**Given instruction 1**
In the mortgage post, what interest rate is listed for the 30 year loan?
**Given instruction 2**
Write the next part of the post comparing 15 year and 30 year mortgages, picking up after its last sentence.

**Text to read**
This is a guest post by Andy Lindeman.
Laura and I recently bought a condo together, and one of the many decisions we needed to make was the type of mortgage to get. We knew we wanted a fixed rate mortgage, but we needed to choose a term: the most popular options are 15 years and 30 years.
Well, I’m an engineer so I make decisions with numbers! For an example in this post, I’m going to consider a $250,000 home with a 20% downpayment (avoiding the need to calculate PMI) and with current interest rates from bankrate.com as of 2 October 2014. I used Zillow’s mortgage calculator to compute monthly payments.
15 year | 3.44% | $1,424/month | $256,320 paid over loan lifetime |
---|---|---|---|
30 year | 4.27% | $986/month | $354,960 paid over loan lifetime |
The differences seem pretty stark: the 15 year mortgage has a higher monthly rate, but is offered at a lower rate that saves nearly $100,000 over the lifetime of the loan.

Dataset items
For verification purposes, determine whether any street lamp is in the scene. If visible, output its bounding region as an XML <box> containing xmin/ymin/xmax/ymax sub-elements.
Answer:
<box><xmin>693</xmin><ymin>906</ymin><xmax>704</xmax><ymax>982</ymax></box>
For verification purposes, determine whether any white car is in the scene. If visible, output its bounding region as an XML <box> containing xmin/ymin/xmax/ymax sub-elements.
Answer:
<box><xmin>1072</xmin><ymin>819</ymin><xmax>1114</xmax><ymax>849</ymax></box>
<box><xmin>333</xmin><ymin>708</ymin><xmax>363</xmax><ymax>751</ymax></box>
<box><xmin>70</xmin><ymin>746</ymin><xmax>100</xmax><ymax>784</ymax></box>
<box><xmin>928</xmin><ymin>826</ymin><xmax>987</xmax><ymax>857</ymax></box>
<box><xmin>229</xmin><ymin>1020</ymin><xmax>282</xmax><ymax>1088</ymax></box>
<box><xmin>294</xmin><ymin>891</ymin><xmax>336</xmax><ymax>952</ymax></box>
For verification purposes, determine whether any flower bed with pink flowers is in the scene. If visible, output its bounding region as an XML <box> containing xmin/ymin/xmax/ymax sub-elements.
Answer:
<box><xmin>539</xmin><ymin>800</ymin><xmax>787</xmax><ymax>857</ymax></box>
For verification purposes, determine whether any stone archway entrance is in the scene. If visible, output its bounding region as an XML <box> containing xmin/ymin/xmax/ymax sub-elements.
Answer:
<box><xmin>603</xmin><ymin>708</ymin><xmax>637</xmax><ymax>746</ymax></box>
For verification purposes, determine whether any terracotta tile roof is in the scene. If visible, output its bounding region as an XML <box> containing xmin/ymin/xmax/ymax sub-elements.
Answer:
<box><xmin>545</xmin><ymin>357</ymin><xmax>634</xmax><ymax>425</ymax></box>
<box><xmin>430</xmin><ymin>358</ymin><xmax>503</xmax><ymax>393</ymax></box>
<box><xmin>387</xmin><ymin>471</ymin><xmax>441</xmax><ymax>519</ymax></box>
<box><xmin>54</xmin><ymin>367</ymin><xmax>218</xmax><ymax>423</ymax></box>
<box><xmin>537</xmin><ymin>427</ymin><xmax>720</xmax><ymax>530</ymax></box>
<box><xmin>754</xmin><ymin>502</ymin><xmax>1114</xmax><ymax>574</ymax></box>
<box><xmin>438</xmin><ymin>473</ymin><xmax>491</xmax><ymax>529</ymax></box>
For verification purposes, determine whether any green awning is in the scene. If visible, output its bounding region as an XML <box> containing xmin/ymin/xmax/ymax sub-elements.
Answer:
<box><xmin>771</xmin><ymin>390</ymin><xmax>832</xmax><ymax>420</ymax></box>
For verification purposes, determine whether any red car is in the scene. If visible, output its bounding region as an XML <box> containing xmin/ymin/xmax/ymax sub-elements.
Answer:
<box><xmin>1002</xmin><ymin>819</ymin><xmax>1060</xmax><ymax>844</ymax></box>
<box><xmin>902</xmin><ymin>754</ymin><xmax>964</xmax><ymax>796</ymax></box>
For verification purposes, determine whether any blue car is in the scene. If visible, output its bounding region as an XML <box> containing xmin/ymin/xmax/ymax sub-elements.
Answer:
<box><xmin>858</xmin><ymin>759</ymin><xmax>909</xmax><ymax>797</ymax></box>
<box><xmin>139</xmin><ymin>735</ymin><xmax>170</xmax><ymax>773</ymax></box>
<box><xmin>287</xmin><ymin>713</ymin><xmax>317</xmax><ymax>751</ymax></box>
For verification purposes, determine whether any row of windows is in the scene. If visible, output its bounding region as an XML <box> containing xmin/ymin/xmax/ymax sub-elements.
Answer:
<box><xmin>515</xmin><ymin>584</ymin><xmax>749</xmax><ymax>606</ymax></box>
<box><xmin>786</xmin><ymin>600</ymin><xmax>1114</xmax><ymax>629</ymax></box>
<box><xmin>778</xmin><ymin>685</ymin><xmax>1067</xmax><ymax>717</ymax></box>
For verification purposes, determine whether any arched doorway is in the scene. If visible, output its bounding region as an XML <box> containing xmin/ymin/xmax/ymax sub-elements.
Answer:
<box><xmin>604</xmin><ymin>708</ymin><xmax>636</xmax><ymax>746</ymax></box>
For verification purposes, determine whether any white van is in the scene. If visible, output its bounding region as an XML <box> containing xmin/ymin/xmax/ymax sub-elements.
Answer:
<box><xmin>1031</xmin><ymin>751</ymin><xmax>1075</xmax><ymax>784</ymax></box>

**Task result 1**
4.27%

**Task result 2**
Except it’s not valid to compare those numbers.
Consider a case where you spot me $10 for lunch because I forgot my wallet. If I pay you back tomorrow, the $10 will have the same purchasing power as it did yesterday. If $10 bought a lunch yesterday, it will buy the same lunch today. But if I wait 10 years or longer to pay you back, it’s very likely that lunch at the same diner will cost closer to $15 or more because of inflation.
Applied to the example above, the monthly payments a homeowner makes today have more purchasing power than the monthly payments the homeowner will make 10, 20, or 30 years down the line. A monthly payment of $986 or $1,424 will likely hit their pocketbook harder today than it will decades from now.
It’s relatively easy to adjust the “loan lifetime” numbers for inflation by calculating them in terms of present value. I used a spreadsheet to apply the formula here to each monthly payment over the lifetime of the loan.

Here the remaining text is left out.